## PROBLEM DETAILS
Exclude all pictures, then copy each of the records exactly as written.

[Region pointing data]
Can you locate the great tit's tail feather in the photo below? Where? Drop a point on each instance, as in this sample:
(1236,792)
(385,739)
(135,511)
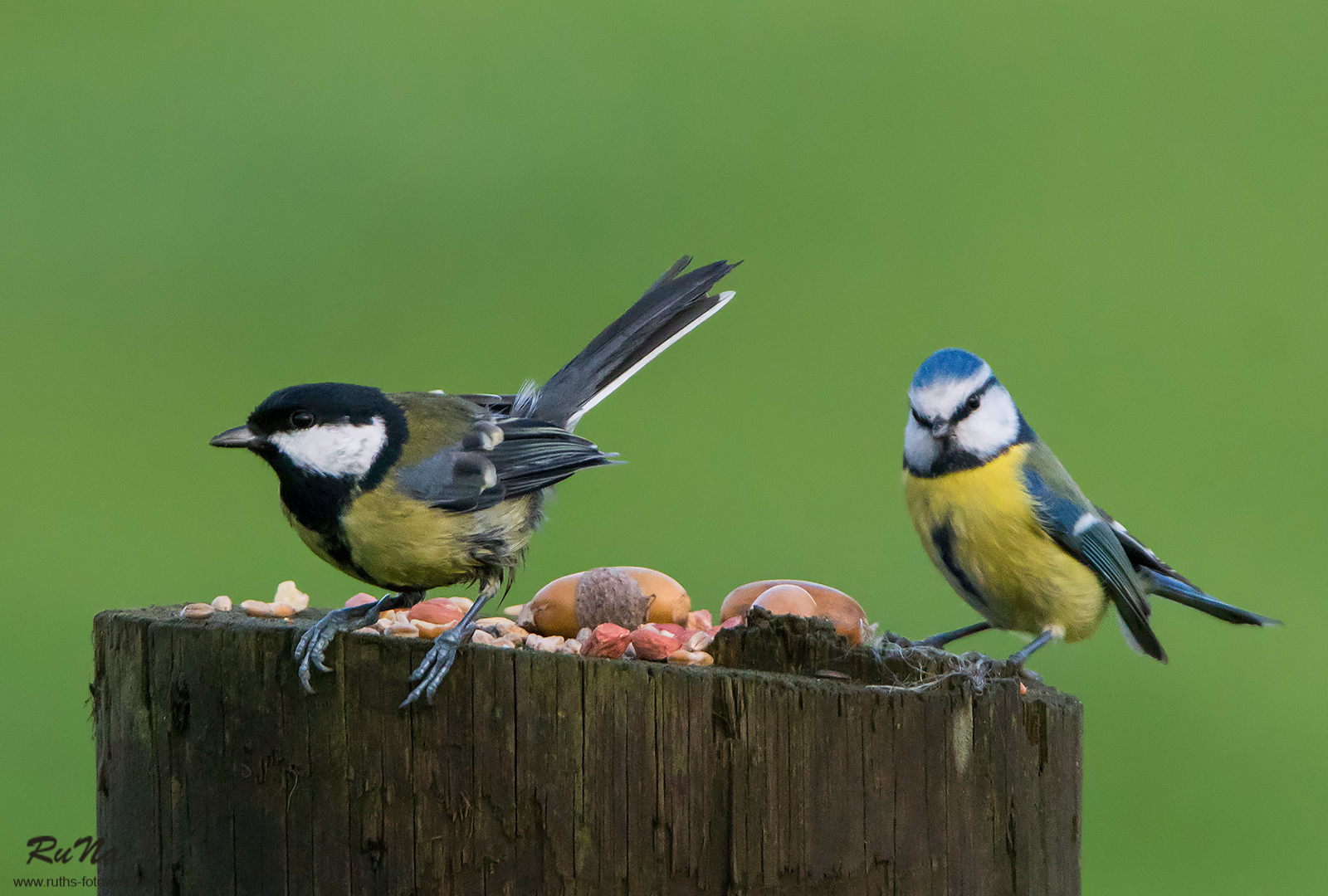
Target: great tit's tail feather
(1185,594)
(670,309)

## EXERCISE OUTPUT
Can you locate the great tit's tail feather in the photo below? Where? Drop a point on each instance, as in this sample:
(1236,792)
(385,739)
(135,511)
Target: great tit's tail feather
(1185,594)
(670,309)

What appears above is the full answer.